**Excerpted data:**
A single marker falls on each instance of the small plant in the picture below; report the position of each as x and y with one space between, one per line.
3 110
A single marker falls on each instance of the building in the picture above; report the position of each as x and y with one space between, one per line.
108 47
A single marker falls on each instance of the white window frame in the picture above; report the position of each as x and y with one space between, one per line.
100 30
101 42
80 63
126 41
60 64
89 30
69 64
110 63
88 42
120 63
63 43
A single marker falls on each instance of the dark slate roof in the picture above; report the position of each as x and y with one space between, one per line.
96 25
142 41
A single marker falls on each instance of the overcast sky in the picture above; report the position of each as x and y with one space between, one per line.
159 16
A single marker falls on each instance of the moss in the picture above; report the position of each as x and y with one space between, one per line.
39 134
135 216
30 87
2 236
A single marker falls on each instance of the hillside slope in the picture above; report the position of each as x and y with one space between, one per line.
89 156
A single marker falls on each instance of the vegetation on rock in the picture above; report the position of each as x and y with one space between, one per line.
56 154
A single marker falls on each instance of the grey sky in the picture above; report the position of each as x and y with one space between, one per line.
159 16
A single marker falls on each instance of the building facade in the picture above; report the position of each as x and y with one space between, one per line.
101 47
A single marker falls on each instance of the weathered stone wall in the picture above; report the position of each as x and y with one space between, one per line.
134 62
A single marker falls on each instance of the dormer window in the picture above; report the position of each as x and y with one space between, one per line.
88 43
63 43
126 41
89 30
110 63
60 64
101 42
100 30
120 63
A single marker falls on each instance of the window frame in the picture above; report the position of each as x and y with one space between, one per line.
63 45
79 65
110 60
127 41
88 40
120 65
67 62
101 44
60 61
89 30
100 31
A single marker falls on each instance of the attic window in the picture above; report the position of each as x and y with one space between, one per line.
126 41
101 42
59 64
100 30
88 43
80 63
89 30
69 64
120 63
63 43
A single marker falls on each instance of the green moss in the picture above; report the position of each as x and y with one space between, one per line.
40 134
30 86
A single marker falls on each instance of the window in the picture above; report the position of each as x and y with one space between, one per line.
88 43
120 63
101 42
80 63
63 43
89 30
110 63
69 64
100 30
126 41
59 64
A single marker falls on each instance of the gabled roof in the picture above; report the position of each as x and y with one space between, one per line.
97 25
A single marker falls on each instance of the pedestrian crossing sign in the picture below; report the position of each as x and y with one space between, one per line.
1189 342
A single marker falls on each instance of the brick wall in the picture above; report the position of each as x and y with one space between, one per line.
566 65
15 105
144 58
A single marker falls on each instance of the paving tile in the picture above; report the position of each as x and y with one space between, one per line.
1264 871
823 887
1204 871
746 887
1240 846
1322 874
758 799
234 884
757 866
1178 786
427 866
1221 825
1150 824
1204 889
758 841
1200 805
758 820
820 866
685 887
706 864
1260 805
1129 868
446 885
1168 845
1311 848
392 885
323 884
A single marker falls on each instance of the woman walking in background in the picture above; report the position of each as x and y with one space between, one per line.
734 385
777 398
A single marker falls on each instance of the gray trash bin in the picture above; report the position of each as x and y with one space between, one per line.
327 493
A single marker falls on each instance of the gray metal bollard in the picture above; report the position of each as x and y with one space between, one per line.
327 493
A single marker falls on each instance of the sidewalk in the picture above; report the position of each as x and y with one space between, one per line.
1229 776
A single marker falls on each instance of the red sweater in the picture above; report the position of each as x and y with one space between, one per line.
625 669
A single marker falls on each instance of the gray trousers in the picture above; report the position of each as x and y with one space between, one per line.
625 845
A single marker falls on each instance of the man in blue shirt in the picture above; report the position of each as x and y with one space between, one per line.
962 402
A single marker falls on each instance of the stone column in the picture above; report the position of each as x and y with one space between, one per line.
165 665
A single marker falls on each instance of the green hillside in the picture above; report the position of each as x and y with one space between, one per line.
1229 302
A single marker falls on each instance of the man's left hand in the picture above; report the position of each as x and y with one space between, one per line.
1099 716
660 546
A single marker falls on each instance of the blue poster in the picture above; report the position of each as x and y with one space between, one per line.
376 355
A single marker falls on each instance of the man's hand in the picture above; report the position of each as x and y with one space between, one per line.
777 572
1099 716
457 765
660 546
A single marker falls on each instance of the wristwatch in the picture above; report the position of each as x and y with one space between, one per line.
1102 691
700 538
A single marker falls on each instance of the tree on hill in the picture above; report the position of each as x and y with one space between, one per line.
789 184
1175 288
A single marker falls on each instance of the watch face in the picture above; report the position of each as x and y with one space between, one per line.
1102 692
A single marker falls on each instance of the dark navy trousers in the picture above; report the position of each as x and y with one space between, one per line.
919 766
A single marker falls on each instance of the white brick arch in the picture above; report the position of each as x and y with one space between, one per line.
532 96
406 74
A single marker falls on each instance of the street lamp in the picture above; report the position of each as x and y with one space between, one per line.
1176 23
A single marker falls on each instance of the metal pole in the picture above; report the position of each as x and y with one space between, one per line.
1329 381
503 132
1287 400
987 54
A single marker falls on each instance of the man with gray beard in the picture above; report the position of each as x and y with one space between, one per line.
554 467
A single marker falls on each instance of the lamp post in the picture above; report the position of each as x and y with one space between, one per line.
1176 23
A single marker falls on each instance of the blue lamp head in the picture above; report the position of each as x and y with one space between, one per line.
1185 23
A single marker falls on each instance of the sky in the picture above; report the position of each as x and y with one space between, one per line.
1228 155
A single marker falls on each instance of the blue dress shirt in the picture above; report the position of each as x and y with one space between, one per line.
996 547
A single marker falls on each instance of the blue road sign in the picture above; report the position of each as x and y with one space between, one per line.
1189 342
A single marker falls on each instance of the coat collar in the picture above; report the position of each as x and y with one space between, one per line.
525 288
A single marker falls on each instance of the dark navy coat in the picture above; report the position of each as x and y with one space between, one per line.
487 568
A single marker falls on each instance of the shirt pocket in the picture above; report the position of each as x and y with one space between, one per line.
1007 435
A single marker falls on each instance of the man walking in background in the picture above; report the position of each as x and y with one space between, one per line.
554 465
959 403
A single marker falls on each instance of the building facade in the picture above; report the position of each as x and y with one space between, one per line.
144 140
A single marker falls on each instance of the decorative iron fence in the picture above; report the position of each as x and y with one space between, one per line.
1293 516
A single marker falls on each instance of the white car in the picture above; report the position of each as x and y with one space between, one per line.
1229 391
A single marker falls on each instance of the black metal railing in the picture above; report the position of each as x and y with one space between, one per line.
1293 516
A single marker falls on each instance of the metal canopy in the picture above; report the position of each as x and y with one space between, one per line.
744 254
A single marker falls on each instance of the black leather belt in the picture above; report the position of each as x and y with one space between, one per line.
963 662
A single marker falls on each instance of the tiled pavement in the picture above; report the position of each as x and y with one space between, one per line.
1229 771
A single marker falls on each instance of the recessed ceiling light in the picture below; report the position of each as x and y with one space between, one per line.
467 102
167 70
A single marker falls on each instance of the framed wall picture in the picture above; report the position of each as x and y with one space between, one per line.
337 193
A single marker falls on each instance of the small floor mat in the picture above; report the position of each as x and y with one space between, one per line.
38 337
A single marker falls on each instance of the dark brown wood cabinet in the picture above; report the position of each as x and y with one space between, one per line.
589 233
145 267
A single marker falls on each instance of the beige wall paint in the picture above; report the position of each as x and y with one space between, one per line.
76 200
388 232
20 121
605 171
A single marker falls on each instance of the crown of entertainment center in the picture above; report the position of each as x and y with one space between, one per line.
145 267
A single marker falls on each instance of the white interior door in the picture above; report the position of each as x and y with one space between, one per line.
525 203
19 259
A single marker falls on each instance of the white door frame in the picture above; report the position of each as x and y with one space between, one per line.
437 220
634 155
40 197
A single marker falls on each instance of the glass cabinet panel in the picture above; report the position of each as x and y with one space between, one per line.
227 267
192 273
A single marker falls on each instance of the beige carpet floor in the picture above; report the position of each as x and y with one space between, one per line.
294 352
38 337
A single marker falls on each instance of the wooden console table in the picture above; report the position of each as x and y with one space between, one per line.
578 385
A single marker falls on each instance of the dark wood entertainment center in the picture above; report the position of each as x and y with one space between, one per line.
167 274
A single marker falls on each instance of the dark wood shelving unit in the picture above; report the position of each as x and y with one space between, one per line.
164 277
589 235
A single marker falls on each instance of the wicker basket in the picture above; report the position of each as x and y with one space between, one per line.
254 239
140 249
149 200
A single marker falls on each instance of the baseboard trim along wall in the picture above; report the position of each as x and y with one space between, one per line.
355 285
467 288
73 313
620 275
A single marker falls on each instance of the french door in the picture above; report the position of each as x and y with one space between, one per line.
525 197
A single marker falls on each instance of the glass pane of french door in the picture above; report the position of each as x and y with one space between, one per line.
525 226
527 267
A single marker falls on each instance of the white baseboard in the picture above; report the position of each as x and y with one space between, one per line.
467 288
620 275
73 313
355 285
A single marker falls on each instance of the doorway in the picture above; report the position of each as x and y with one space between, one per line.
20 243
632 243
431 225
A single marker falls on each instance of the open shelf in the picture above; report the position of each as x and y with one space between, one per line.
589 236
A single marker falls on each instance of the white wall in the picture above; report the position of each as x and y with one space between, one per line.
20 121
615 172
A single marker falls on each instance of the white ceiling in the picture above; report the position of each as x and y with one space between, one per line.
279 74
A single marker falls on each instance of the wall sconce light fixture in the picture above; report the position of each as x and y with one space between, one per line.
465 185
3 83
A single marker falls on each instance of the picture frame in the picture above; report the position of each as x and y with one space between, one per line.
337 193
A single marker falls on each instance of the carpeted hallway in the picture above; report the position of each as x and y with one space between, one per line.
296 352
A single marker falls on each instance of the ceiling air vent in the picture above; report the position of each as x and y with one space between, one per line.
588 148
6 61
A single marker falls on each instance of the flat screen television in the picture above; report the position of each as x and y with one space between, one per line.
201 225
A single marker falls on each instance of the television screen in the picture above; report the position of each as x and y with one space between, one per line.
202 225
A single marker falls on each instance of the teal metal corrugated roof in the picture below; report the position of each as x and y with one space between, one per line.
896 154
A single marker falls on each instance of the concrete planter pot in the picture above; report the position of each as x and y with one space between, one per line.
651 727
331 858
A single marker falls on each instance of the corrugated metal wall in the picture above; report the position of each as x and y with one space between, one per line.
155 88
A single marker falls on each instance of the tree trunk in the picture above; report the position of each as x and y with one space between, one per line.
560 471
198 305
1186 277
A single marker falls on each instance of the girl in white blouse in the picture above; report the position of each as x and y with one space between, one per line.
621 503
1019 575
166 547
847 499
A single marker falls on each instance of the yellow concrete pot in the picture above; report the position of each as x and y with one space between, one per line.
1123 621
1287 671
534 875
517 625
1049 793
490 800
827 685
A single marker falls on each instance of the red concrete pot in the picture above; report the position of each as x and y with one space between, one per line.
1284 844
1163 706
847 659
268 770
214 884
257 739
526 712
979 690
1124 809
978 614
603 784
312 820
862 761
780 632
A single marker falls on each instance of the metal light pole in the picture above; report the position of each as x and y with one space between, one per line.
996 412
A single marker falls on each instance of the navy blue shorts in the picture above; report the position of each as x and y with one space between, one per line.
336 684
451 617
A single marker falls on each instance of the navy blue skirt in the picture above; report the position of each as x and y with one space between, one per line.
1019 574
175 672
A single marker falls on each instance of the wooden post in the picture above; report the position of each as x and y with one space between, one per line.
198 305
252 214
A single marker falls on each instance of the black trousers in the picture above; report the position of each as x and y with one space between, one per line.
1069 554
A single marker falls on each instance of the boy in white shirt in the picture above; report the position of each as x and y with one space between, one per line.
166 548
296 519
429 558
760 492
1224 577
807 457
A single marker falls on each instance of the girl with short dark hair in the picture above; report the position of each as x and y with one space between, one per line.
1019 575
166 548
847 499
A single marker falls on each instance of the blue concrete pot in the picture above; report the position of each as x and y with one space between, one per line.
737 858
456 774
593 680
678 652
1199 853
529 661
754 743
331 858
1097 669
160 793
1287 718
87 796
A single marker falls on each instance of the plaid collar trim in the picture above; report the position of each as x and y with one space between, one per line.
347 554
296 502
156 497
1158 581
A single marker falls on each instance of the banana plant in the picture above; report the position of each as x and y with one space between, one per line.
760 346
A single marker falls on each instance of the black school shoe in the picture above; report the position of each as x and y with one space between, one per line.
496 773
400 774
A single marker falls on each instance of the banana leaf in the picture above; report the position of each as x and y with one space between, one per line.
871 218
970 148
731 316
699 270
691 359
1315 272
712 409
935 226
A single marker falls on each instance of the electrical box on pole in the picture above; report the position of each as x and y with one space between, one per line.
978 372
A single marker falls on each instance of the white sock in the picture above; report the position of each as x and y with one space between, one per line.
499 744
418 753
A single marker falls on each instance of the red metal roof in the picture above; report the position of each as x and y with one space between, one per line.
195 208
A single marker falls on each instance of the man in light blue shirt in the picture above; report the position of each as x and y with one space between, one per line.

**Problem details:** Print precisely the lines from the one with "A single marker falls on each instance of the white sock" through the end of the data above, adding nothing.

**Written answer:**
A single marker falls on each instance of the white sock in the picture above; report the position of each as x and y with one space between, one per line.
499 744
418 753
A single marker falls on each instance of the red metal roof in the picture above; report the position of each as x and y with one space between, one per line.
195 208
A single marker falls on each instance of the man in light blue shirt in the picture above; report the position of each as x and y with one space between, one per line.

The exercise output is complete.